**Provided records:**
** start **
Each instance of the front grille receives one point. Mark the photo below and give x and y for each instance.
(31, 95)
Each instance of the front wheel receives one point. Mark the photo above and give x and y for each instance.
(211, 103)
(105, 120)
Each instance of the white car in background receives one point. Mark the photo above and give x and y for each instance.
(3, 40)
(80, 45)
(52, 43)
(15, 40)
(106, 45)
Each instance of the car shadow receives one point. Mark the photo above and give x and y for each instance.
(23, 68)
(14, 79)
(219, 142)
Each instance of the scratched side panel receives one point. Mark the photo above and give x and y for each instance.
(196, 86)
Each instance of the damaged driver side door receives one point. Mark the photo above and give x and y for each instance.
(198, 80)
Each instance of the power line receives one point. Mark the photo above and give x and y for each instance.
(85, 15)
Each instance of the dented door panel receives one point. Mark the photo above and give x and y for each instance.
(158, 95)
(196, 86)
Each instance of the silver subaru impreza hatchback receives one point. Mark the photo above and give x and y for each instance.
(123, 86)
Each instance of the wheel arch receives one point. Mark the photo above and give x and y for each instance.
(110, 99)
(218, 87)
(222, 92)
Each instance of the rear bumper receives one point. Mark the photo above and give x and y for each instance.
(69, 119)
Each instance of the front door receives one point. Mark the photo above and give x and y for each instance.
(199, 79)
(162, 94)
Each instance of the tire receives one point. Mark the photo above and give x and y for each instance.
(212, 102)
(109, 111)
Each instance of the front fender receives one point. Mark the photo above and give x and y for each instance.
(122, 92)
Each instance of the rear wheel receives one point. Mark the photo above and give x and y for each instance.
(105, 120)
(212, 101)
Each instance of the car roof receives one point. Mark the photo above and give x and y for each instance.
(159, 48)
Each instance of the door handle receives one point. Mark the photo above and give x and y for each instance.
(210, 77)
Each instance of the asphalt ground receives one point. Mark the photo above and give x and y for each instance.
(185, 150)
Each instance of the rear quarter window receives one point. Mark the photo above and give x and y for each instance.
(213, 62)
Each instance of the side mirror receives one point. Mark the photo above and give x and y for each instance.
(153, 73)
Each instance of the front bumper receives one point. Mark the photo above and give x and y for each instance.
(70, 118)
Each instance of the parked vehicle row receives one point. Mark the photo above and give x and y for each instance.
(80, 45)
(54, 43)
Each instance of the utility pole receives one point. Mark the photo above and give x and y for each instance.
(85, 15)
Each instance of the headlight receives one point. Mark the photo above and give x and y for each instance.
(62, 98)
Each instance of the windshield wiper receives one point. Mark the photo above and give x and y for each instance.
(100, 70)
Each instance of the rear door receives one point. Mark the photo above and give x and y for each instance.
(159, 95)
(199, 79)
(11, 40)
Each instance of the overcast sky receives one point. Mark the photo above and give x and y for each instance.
** end **
Please reproduce every line of the material word for word.

Each instance of the front grille receives one point. Mark the photo below and give x and y for each instance.
(31, 95)
Each instance of the front wheel receives one point. Mark the photo above and give x and y for each instance.
(211, 103)
(105, 120)
Each instance of the white car in background receives one point. Mark the photo above and give x and y for each instance.
(3, 40)
(80, 45)
(52, 43)
(15, 40)
(106, 45)
Each instance of the car shadow receives one point. Mark the photo above and give x and y for each instance.
(23, 68)
(14, 79)
(219, 142)
Each instance of the scratched side panel receives one point. Mark the photo above and give x and y for each instance.
(196, 86)
Each instance of the damaged driver side door receives one point. Mark the photo above and give x and y for each instance.
(198, 80)
Each instance of the power line receives one point. Mark the photo above and give x and y for each instance.
(85, 15)
Each instance of the dented door panel receives one point. Mark the photo above and give x and y for each instance.
(158, 95)
(196, 86)
Each instance of the silver subaru impreza hatchback receives one point. Mark the photo above and give x and y for each instance.
(123, 86)
Each instance of the wheel arch receives one point. Mark the photo above and give x and y for each instance.
(110, 99)
(218, 87)
(222, 92)
Each instance of the rear bumper receives one point. Mark the photo above and give x and y for each instance.
(69, 119)
Each instance of the front door receives one point. Mark the photo above and give x and y for each instance.
(199, 79)
(162, 94)
Each instance of the tire receives one point. Mark the photo above and give x and y for each instance.
(212, 102)
(109, 111)
Each instance of the front fender receives one point. Mark the photo above and give x and y for each instance.
(122, 92)
Each instance of the rear wheel receives one point. Mark the photo above and give x and y for each instance.
(105, 120)
(212, 101)
Each instance of the car roof receives one point. Mark the photo above and give x and y for each instance.
(159, 48)
Each instance of the door handle receives one point. Mark the photo above and give x and y for each instance.
(210, 77)
Each instance of the asphalt ground receives one point. Mark the photo above and give x and y for each instance.
(185, 150)
Each instance of the rear quarter window receives one point. Mark the photo above and give x and y for each instance.
(213, 62)
Each instance of the side mirror receives one point. Mark the photo above and give x and y for each instance.
(153, 73)
Each instance of the front bumper receives one point. Mark the photo above and give x and y for each instance.
(70, 118)
Each instance of the parked vehicle row receives one point. Mark the photo above and give x and y for each instance.
(80, 45)
(54, 43)
Each instance of the utility pole receives one point. Mark the photo above and give x and y for each instance.
(85, 15)
Each instance of the headlight receives one point. Mark the photo above and give x and y for each instance.
(62, 98)
Each instance of the windshield wiper receives one point. Mark the photo above and give x and y for each instance.
(100, 70)
Each instance of the rear door receives one point. Mark the photo above and give x and y for each instance.
(159, 95)
(199, 79)
(11, 40)
Each instance of the overcast sky receives one point. Mark the photo above and give x and y for each instance.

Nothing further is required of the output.